__Aufgabenstellung__. Gib sämtliche folgenden Einträge Zeile für Zeile unverändert wieder.

***** Daten zur Aufgabe *****

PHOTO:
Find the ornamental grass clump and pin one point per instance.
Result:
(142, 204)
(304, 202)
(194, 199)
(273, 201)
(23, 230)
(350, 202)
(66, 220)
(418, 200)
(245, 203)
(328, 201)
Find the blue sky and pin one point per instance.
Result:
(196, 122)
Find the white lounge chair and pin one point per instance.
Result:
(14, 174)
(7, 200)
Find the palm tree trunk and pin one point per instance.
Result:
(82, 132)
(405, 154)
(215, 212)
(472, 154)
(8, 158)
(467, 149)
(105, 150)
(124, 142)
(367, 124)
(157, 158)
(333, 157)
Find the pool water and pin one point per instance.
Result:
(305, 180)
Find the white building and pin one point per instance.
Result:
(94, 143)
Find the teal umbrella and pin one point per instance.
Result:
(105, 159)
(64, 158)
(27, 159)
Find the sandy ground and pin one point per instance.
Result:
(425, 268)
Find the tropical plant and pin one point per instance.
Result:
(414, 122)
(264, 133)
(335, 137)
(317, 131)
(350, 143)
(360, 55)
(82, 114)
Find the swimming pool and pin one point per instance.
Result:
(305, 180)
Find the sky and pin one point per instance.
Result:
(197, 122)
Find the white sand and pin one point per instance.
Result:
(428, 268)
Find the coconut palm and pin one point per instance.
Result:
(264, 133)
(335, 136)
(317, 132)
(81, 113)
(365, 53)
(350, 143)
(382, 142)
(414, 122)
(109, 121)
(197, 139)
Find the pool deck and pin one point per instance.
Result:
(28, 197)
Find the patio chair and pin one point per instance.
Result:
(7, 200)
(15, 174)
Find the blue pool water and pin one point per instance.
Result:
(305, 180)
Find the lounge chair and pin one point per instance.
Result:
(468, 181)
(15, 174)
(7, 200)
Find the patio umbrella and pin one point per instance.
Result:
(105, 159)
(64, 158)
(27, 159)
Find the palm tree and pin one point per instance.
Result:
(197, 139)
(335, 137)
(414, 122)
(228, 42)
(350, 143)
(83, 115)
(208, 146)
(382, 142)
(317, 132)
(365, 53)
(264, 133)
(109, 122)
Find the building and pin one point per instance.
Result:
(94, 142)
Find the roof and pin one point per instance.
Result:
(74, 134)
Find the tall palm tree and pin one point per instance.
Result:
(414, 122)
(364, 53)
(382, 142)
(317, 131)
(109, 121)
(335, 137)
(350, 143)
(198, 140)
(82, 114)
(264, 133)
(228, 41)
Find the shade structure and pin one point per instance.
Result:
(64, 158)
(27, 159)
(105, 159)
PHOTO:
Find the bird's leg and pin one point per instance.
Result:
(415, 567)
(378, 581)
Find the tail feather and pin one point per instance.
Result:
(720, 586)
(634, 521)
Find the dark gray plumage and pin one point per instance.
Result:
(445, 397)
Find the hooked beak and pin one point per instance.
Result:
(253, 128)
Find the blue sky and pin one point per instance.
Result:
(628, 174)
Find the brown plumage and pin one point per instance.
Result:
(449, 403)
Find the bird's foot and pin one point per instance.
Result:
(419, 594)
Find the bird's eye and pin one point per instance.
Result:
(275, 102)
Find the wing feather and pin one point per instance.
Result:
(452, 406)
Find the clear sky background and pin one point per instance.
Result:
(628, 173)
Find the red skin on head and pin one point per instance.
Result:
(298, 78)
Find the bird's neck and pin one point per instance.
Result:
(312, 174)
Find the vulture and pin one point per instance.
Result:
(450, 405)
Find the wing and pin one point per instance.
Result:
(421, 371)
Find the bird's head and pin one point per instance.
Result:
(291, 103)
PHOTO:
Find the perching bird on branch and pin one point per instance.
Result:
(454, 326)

*****

__Ausgabe__.
PHOTO:
Find the ornamental grass clump and pin one point per instance.
Result:
(142, 204)
(304, 202)
(194, 199)
(273, 201)
(23, 230)
(350, 202)
(66, 220)
(418, 200)
(245, 203)
(328, 201)
Find the blue sky and pin one point per instance.
Result:
(196, 122)
Find the white lounge chair and pin one point per instance.
Result:
(14, 174)
(7, 200)
Find the palm tree trunk and pin one point per instance.
Result:
(82, 132)
(405, 154)
(215, 212)
(472, 154)
(8, 158)
(467, 149)
(105, 150)
(124, 142)
(367, 124)
(157, 158)
(333, 157)
Find the pool water and pin one point per instance.
Result:
(305, 180)
Find the white building and pin one point per instance.
Result:
(94, 143)
Find the teal umbrella and pin one point per instance.
Result:
(105, 159)
(64, 158)
(27, 159)
Find the sandy ground and pin one point per instance.
Result:
(425, 268)
Find the tropical plant and pin one point per instance.
Result:
(414, 122)
(264, 133)
(335, 137)
(317, 131)
(350, 143)
(360, 55)
(82, 114)
Find the swimming pool and pin one point per instance.
Result:
(305, 180)
Find the sky and pin one point per instance.
Result:
(197, 122)
Find the white sand and pin one point per instance.
Result:
(428, 268)
Find the coconut palm and pin one point per instance.
Result:
(264, 133)
(335, 136)
(317, 132)
(81, 113)
(365, 53)
(350, 143)
(382, 142)
(414, 122)
(109, 121)
(197, 139)
Find the pool deck and pin one point per instance.
Result:
(28, 197)
Find the patio chair and pin one point per instance.
Result:
(7, 200)
(15, 174)
Find the blue pool water and pin one point per instance.
Result:
(305, 180)
Find the lounge chair and pin one point per instance.
Result:
(468, 181)
(15, 174)
(7, 200)
Find the patio umbrella and pin one point per instance.
Result:
(105, 159)
(64, 158)
(27, 159)
Find the palm tree and pin one point per instance.
Result:
(197, 139)
(335, 137)
(414, 122)
(228, 42)
(350, 143)
(83, 115)
(208, 146)
(382, 142)
(317, 132)
(365, 53)
(264, 133)
(109, 122)
Find the building and pin one point per instance.
Result:
(94, 142)
Find the roof and pin one point per instance.
Result:
(74, 134)
Find the tall palm tree and pin one point per instance.
Result:
(414, 122)
(364, 53)
(382, 142)
(317, 131)
(109, 121)
(335, 137)
(350, 143)
(198, 140)
(82, 114)
(264, 133)
(228, 41)
Find the shade structure and pin one point per instance.
Result:
(64, 158)
(27, 159)
(105, 159)
PHOTO:
Find the bird's leg and pin one point per instance.
Result:
(415, 567)
(378, 581)
Find the tail feather and pin one point per instance.
Result:
(720, 586)
(634, 521)
Find the dark gray plumage and pin one point per instance.
Result:
(445, 397)
Find the hooked beak and pin one point per instance.
Result:
(253, 128)
Find the blue sky and pin one point per instance.
Result:
(628, 174)
Find the brown plumage and pin one point per instance.
Result:
(449, 403)
Find the bird's foot and pin one point per instance.
Result:
(419, 594)
Find the bird's eye and pin one point per instance.
Result:
(275, 102)
Find the wing feather and pin one point per instance.
Result:
(452, 406)
Find the clear sky background and pin one point per instance.
Result:
(628, 173)
Find the red skin on head and pin one point per instance.
Result:
(298, 78)
Find the bird's neck and pin one point per instance.
Result:
(312, 174)
Find the vulture and pin one point per instance.
Result:
(450, 405)
Find the wing and pin one point per instance.
Result:
(421, 371)
Find the bird's head and pin one point per instance.
Result:
(291, 103)
PHOTO:
Find the perching bird on branch and pin one point per instance.
Result:
(454, 326)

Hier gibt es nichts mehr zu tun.